#### POLECENIE A
Z jakim serialem według pierwszego komentarza na stronie kojarzy się wzmianka o powolnej narracji i sennym miasteczku?
#### POLECENIE B
Przepisz wiernie fragment strony między słowami „Ten serial z” a „serial, gorąco polecam.”, łącznie z nimi.

10 odpowiedzi do “Br35 Ba56

  1. mrrruczit

    Zachęcony. A to o powolnej narracji i sennym miasteczku kojarzy mi się z Twin Peaks, którego dziś obejrzę ostatni odcinek :)

    Odpowiedz
  2. Łukasz Berliński

    Ten serial z sezonu na sezon jest coraz lepszy. To zresztą cecha niemal wszystkich seriali od AMC (Mad Men, The Walking Dead, The Killing). Rozkręcają się baaaardzo powoli, ale jak już to zrobią, potrafią tak przyłożyć pięścią w twarz, że potem trudno szczękę pozbierać. Breaking Bad jest tego najlepszym przykładem i już nie mogę doczekać się, co twórcy zaplanowali na piąty, finałowy sezon. Tym bardziej, że (mały spoiler ;)) czwarty sezon zawiesił poprzeczkę naprawdę wysoko. Breaking Bad to bez wątpienia obecnie najlepszy kontynuowany serial, gorąco polecam.

    Odpowiedz
  3. Przemo

    Czemu nie, jak dobry serial to zawsze warto coś napisać. Jeśli nie ja, to może ktoś inny się skusi.

[Zapisane wpisy]
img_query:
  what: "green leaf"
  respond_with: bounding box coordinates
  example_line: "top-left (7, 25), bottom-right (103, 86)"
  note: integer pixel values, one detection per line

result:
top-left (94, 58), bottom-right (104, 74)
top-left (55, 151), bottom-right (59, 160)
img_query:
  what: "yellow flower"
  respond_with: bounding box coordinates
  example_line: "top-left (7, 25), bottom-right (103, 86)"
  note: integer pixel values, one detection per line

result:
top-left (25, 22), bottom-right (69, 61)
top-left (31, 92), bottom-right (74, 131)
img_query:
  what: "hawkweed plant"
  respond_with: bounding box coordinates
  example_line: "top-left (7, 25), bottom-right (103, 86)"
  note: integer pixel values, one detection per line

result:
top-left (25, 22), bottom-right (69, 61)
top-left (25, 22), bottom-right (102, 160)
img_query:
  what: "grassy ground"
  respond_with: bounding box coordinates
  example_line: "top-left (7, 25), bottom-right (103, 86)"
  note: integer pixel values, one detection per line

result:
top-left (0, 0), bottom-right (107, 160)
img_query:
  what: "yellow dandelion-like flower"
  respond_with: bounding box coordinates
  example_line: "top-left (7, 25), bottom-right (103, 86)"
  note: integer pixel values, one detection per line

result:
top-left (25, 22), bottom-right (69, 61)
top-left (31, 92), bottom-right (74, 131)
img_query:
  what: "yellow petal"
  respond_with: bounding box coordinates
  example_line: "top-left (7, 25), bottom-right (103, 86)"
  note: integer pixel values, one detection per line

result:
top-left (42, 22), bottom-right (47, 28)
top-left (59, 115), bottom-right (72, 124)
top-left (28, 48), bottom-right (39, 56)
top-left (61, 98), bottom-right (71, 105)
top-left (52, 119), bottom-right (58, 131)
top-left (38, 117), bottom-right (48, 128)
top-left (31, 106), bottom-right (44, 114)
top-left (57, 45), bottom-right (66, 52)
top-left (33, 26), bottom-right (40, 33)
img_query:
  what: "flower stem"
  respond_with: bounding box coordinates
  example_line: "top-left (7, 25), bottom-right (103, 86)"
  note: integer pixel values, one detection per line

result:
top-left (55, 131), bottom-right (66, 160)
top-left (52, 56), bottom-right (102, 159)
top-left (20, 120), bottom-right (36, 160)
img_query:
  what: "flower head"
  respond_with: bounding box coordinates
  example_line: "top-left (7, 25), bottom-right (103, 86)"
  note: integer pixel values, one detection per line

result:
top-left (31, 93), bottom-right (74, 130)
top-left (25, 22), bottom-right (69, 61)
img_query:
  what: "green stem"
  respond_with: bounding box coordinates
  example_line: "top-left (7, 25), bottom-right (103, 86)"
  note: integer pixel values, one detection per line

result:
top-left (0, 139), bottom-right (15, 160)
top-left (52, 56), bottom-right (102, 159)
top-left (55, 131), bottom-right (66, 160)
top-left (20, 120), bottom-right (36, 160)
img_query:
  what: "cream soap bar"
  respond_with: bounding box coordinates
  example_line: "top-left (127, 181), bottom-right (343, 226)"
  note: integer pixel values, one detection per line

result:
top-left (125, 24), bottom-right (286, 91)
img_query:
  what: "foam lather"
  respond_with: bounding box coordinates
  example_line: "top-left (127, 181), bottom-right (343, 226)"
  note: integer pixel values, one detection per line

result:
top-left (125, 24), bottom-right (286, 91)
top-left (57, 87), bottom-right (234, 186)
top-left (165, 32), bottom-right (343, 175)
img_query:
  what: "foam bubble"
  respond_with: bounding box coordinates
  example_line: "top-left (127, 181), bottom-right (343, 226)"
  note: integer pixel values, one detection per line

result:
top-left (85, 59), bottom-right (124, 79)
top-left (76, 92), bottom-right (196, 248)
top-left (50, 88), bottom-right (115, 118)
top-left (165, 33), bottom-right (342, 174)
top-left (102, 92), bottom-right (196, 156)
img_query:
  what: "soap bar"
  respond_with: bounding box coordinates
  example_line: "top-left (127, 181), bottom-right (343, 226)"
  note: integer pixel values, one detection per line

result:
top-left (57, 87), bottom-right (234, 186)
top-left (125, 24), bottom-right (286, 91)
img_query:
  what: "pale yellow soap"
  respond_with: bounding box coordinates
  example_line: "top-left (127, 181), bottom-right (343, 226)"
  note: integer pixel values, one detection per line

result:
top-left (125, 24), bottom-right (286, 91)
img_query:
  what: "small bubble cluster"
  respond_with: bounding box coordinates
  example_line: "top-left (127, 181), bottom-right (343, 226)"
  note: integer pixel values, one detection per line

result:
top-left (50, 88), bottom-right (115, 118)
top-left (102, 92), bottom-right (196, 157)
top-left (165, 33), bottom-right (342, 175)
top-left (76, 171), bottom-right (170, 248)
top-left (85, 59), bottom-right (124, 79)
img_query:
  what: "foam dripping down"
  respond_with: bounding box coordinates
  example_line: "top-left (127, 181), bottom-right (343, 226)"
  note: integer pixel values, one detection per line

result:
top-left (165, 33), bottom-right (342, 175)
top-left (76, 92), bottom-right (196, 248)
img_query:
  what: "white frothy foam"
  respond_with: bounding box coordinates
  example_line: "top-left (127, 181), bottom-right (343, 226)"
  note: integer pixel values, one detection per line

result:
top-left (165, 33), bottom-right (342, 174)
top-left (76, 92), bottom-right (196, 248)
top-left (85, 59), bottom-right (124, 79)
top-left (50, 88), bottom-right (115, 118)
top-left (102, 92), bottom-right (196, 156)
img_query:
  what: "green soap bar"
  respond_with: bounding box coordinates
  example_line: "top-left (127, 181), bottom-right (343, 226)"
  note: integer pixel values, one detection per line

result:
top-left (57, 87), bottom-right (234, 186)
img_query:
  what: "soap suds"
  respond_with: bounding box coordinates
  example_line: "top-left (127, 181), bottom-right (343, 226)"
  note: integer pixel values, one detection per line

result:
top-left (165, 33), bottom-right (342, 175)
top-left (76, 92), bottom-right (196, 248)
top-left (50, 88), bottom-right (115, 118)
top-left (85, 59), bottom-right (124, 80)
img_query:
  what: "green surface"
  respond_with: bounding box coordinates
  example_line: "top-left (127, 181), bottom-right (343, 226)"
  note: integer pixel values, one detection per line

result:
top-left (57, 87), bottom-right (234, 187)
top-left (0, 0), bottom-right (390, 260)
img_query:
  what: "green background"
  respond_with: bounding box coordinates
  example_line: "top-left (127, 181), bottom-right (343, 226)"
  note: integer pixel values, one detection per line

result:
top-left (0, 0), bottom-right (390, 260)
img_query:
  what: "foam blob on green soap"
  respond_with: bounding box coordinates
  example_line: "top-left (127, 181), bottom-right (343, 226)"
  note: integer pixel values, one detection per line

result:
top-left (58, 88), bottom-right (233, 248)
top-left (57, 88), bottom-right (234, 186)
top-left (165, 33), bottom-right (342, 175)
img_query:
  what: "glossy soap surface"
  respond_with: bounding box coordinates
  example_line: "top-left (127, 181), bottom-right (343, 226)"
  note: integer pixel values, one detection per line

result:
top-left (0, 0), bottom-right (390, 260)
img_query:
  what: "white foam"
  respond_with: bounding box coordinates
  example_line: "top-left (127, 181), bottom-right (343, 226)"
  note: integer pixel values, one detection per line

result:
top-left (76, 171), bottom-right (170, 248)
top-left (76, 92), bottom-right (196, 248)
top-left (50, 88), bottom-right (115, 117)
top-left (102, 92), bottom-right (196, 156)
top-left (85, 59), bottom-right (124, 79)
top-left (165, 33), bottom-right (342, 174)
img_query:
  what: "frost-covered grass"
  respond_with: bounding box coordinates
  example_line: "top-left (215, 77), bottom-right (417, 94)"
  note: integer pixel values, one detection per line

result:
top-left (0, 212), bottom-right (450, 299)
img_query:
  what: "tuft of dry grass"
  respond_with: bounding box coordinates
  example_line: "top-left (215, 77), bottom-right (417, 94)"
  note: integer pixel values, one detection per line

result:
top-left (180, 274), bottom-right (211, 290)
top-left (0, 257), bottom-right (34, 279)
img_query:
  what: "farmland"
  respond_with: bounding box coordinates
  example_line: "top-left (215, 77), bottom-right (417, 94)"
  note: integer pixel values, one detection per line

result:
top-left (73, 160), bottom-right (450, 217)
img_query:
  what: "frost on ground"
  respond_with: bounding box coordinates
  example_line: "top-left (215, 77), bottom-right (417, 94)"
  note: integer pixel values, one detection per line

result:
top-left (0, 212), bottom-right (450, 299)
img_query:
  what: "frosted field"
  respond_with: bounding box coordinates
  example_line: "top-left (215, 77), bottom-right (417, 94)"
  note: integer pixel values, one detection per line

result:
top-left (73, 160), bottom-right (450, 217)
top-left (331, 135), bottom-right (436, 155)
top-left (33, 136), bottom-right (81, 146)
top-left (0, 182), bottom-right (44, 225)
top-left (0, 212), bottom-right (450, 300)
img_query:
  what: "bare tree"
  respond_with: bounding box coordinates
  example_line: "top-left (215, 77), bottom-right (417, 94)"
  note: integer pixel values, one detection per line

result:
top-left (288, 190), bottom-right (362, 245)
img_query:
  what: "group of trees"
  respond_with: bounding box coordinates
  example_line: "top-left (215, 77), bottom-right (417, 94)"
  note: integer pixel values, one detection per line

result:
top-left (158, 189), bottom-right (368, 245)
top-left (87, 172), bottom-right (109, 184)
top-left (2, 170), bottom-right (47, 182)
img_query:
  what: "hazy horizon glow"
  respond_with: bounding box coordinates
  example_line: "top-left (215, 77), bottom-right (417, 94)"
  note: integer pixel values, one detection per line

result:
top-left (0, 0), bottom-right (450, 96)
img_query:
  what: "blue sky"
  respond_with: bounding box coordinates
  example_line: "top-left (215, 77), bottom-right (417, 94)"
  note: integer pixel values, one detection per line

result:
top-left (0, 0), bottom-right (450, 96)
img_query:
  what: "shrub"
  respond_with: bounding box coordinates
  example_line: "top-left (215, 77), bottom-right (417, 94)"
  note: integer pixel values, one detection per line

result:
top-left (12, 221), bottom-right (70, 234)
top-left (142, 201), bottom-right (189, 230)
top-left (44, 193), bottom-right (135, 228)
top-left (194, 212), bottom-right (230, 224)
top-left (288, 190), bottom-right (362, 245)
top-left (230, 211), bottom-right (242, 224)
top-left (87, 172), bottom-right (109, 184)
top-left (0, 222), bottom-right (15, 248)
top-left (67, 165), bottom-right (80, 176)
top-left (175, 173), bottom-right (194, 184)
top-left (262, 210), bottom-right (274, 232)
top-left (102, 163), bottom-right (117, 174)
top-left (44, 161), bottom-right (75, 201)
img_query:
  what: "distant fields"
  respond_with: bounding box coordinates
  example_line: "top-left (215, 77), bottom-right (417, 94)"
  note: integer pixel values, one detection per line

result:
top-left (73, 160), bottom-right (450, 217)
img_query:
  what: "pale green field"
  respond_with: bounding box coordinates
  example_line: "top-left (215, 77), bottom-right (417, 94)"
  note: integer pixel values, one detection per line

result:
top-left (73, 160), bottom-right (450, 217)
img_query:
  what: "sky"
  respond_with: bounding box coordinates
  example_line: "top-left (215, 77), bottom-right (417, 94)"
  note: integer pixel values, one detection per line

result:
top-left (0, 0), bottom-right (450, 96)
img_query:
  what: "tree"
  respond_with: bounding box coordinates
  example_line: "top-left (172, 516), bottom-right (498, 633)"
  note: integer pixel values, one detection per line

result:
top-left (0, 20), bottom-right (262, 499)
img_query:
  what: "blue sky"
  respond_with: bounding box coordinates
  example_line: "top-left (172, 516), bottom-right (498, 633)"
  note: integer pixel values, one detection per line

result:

#### ROZWIĄZANIE ZADANIA A
Z serialem Twin Peaks.

#### ROZWIĄZANIE ZADANIA B
Ten serial z sezonu na sezon jest coraz lepszy. To zresztą cecha niemal wszystkich seriali od AMC (Mad Men, The Walking Dead, The Killing). Rozkręcają się baaaardzo powoli, ale jak już to zrobią, potrafią tak przyłożyć pięścią w twarz, że potem trudno szczękę pozbierać. Breaking Bad jest tego najlepszym przykładem i już nie mogę doczekać się, co twórcy zaplanowali na piąty, finałowy sezon. Tym bardziej, że (mały spoiler ;)) czwarty sezon zawiesił poprzeczkę naprawdę wysoko. Breaking Bad to bez wątpienia obecnie najlepszy kontynuowany serial, gorąco polecam.